*EXERCISE TASKS*.
A - For each statement, say yes or no as to whether it agrees with the cottontail article, and quote the article's deciding words. (i) The New England cottontail is a state-endangered species in Maine and New Hampshire. (ii) The DNA for the abundance estimates came from fecal pellets collected during summer surveys. (iii) Kovach calls trapping a practical way to monitor New England cottontails.
B - Please write out the cottontail article from "According to Kovach" up to and including "UNH is a part.".

*PROVIDED TEXT*.
>>

From UNH News Service: Scientists with the New Hampshire Agricultural Experiment Station at the University of New Hampshire have developed a method to estimate the abundance of New England cottontail populations. The noninvasive method provides an important tool in the effort to conserve this region’s only native rabbit, a state-endangered species in Maine and New Hampshire.
“To conserve a species, it is essential to know its population status and be able to monitor it to detect trends over time, especially trends that reveal how the species is responding to management actions,” said Adrienne Kovach, assistant professor of natural resources and the environment. “Our work provides the methodology to measure abundance and therefore an approach for monitoring trends and response to management in the future.” Kovach collaborated with Thea Kristensen, who worked on the project as an experiment station supported postdoctoral researcher and now teaches at Amherst College.
According to Kovach and experiment station researchers who have been studying the New England cottontail, there has been an 86 percent decline in the distribution of the New England cottontail over the last several decades. In addition, the New England cottontail has lost more than 80 percent of its habitat over the last 50 years as people have developed the landscape and areas of shrubs and young trees have grown up to become mature woods that don’t offer enough ground-level vegetation for cottontails to find food and hide from predators, according to the New England Cottontail Conservation Initiative, of which UNH is a part.
“Not only does this have implications for the New England cottontail, it has implications for other species that depend on these young forest and shrub land habitats,” said Kovach. “Many are on the decline, including shrub land birds and pollinators.”
Kovach and Kristensen developed a method to estimate the abundance of New England cottontails on habitat patches using the DNA obtained from fecal pellets collected during winter surveys to identify unique individual rabbits. They then constructed histories of the “captures” of these individuals and used that in a mark-recapture framework to estimate the abundance of cottontails.
“New England cottontails are a rare and secretive species,” said Kovach. “They are exceedingly difficult to monitor. Observations or trapping are not practical, and noninvasive genetic methods tied to fecal pellet sampling is the most effective way to monitor them. We determined the level of survey effort needed by field biologists to collect sufficient data for precise and accurate population estimates.”
Going forward, this new estimation method will be integrated into ongoing conservation and monitoring activities for the New England cottontail. Specifically, this method can be used to assess cottontail population status and measure the response to habitat management and restoration.
“This is an area of uncertainty in New England cottontail conservation. Despite a tremendous habitat restoration effort, we do not know how effective this management is for helping the species. This method now provides a way to directly measure and quantify the effectiveness of management on the cottontail populations. We are currently implementing this method on 30 managed sites across the species range to estimate population sizes and measure the response to management,” Kovach said.
This research is presented in the journal Ecosphere. It is based upon work supported by the NH Agricultural Experiment Station, through joint funding of the National Institute of Food and Agriculture, U.S. Department of Agriculture, under award number 225575, and the state of New Hampshire. Funding also was provided by the U.S. Fish and Wildlife Service (Region 5, Division of Natural Resources, National Wildlife Refuge System), the Maine Department of Inland Fisheries & Wildlife, and the Connecticut Department of Energy & Environmental Protection.

<<

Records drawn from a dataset
>>

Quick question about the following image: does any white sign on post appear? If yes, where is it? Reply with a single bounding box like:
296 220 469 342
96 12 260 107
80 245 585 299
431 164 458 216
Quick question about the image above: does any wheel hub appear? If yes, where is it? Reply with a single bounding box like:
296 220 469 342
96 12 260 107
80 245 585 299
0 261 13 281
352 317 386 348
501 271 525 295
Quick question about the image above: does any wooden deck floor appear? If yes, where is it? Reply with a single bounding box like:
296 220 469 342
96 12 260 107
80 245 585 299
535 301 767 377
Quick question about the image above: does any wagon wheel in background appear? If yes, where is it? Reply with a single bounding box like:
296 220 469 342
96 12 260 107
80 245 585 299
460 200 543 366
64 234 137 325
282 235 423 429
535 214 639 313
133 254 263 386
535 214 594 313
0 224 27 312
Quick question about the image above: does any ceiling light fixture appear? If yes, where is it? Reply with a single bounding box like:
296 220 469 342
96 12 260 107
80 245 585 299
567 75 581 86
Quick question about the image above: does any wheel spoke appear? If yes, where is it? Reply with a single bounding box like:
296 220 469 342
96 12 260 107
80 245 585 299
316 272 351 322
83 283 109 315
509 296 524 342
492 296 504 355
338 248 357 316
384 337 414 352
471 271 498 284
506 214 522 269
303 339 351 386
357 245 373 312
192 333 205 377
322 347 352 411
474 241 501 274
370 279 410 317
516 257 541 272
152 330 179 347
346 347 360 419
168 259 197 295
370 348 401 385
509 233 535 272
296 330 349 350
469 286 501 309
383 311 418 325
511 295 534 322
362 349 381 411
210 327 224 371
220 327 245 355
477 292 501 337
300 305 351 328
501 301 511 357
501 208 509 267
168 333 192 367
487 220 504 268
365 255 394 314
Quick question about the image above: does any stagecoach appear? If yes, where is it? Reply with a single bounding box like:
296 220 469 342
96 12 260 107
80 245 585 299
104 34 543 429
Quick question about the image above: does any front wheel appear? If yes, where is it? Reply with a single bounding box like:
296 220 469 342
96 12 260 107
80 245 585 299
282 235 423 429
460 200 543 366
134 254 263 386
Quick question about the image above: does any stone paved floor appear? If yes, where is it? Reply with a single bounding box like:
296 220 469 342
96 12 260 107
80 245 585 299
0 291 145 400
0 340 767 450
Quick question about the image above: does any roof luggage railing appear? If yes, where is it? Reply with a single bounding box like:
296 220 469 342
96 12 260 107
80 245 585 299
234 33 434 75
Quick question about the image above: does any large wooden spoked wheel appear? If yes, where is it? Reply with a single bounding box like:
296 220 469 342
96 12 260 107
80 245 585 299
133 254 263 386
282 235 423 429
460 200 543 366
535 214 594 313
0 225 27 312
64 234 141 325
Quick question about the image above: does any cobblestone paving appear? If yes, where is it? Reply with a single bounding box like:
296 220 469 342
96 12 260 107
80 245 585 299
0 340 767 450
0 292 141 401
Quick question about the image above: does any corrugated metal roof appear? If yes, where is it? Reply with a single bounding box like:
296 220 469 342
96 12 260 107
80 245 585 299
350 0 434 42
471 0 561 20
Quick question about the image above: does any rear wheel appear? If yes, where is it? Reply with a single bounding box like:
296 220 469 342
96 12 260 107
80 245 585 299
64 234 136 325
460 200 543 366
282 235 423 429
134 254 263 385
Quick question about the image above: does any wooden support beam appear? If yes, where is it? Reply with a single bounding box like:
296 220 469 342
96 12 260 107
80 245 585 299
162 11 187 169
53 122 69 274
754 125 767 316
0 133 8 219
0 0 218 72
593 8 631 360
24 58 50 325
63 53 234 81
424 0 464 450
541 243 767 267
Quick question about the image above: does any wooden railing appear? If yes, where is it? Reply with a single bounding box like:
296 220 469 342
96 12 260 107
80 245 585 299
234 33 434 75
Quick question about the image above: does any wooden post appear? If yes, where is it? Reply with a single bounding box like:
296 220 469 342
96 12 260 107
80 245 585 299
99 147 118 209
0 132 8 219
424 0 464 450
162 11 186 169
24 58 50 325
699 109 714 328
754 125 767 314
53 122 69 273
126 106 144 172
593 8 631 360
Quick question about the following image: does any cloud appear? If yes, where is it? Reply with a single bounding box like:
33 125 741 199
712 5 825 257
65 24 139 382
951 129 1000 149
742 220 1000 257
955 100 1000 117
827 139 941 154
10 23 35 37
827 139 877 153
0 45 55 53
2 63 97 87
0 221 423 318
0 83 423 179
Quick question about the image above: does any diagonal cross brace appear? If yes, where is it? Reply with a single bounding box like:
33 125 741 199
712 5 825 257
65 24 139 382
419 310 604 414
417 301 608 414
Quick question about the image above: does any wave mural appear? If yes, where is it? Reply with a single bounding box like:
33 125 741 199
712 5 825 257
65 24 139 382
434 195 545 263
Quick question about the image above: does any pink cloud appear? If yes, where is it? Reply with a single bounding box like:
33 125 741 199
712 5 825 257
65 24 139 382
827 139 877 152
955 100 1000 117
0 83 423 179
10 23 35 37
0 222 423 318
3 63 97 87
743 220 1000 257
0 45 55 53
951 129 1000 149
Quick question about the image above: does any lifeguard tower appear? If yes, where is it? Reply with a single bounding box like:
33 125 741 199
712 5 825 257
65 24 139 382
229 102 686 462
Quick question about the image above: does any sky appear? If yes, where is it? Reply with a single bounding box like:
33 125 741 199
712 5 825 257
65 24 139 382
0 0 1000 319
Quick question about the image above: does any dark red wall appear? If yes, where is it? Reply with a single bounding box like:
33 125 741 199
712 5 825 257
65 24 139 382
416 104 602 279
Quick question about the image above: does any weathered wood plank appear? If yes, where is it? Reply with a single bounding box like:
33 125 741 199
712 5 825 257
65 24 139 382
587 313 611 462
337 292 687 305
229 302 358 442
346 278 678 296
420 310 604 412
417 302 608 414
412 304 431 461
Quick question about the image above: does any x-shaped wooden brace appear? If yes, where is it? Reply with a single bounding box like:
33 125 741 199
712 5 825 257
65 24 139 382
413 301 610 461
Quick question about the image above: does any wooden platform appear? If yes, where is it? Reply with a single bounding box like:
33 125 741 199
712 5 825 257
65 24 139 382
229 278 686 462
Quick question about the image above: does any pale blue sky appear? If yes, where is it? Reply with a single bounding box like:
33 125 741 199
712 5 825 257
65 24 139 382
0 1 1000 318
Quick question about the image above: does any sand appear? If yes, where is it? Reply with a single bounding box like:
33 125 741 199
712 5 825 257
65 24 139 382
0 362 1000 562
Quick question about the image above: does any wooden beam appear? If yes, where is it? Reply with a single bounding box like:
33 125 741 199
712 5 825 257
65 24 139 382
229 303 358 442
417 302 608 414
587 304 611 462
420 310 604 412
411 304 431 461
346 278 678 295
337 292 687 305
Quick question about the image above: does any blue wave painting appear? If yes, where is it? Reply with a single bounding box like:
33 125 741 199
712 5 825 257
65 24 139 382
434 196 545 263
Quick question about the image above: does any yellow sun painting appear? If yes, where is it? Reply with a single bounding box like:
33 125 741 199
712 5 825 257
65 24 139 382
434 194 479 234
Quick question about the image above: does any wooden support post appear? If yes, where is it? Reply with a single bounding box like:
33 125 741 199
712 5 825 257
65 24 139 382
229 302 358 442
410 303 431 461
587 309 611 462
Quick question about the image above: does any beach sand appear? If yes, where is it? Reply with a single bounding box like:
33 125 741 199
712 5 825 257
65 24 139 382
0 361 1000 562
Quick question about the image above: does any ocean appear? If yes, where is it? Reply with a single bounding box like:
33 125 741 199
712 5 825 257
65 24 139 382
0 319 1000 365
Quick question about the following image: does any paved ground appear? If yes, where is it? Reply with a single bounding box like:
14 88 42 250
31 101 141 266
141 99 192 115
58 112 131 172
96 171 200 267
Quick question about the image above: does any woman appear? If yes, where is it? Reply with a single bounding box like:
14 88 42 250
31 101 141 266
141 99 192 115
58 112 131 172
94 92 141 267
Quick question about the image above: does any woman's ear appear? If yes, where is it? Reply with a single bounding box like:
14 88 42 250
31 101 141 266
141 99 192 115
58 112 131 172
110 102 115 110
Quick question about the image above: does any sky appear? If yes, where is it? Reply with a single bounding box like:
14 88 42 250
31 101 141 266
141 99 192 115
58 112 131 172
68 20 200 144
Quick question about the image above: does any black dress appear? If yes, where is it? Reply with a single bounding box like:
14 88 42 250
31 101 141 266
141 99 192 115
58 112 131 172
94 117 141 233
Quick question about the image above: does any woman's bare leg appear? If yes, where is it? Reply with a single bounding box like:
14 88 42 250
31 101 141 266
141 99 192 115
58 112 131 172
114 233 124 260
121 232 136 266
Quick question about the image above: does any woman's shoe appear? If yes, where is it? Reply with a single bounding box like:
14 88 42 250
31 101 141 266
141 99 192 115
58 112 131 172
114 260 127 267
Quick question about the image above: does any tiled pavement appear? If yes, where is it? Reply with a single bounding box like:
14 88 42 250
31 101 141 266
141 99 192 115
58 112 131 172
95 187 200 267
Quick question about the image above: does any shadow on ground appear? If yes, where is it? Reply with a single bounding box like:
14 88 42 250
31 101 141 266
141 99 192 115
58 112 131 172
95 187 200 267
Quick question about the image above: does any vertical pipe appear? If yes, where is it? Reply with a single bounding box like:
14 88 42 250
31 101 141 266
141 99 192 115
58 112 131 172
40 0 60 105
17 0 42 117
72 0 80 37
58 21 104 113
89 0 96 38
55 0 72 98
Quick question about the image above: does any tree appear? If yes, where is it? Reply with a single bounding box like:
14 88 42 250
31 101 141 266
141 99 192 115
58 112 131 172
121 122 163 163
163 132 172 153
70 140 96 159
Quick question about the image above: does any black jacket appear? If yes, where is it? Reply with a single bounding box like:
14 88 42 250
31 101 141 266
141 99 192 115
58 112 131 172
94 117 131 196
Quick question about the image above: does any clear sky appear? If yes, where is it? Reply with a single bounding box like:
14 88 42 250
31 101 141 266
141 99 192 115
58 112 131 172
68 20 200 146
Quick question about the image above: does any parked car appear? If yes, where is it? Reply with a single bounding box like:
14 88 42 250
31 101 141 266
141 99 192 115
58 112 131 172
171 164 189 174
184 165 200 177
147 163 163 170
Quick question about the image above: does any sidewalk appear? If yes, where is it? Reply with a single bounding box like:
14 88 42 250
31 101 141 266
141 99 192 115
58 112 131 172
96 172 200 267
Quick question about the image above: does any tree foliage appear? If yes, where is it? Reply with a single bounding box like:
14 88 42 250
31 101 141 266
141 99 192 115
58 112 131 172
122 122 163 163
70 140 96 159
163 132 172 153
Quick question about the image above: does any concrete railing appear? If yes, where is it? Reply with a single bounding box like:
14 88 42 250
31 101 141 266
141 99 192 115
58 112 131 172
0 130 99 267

<<

*EXERCISE RESPONSES*.
A -
(i) Yes: "a state-endangered species in Maine and New Hampshire"
(ii) No: "fecal pellets collected during winter surveys"
(iii) No: "Observations or trapping are not practical"

B -
According to Kovach and experiment station researchers who have been studying the New England cottontail, there has been an 86 percent decline in the distribution of the New England cottontail over the last several decades. In addition, the New England cottontail has lost more than 80 percent of its habitat over the last 50 years as people have developed the landscape and areas of shrubs and young trees have grown up to become mature woods that don’t offer enough ground-level vegetation for cottontails to find food and hide from predators, according to the New England Cottontail Conservation Initiative, of which UNH is a part.